Objectif
Dans l'article sur l'écriture, relevez tous les termes cités pour illustrer le champ lexical des bordures et de l'indécision.

Extrait du texte

Conseils d'écriture pour les auteurs | Kobo Writing Life France

6 idées pour rendre votre texte plus vivant

Écrire, c’est s’emparer des mots pour mieux jouer avec. C’est faire valser la langue, lui insuffler une énergie nouvelle, c’est surprendre toujours plus le lecteur et mettre un coup de fouet à son imagination. Certains auteurs poussent loin les limites du jeu, parfois avec bonheur, d’autres sans saveur.

Dans cet article, nous allons voir comment les écrivains nourrissent leurs textes du point de vue du lexique pour les rendre étonnants, détonants, uniques. 

Quand l’auteur joue avec le champ lexical

Dès les premières phrases, l’écrivain choisit ses mots de telle sorte qu’il nous oriente dans une certaine direction. Dans l’exemple suivant, Éric Faye emploie le « je » pour nous entrainer à la suite de son personnage principal, et, d’emblée, c’est un être difficilement saisissable qui se dessine. 

En témoigne ce champ lexical des bordures et de l’indécision, avec des termes tels que « lisière », « chute libre », « serpents d’asphalte mou », « écume urbaine »« de guingois », « pas grand-chose », etc.

Extrait de données
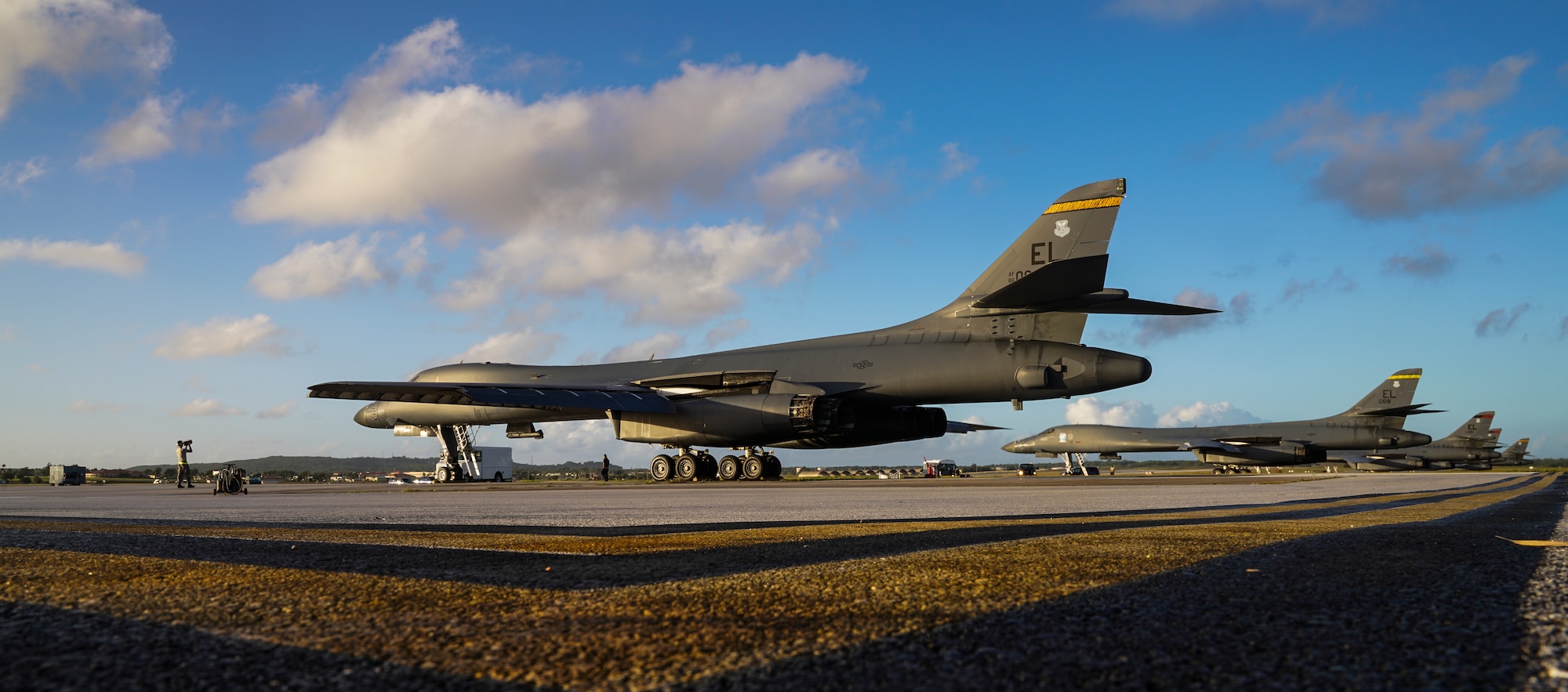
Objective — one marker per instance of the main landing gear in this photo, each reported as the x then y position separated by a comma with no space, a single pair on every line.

Réponse
« lisière »
« chute libre »
« serpents d’asphalte mou »
« écume urbaine »
« de guingois »
« pas grand-chose »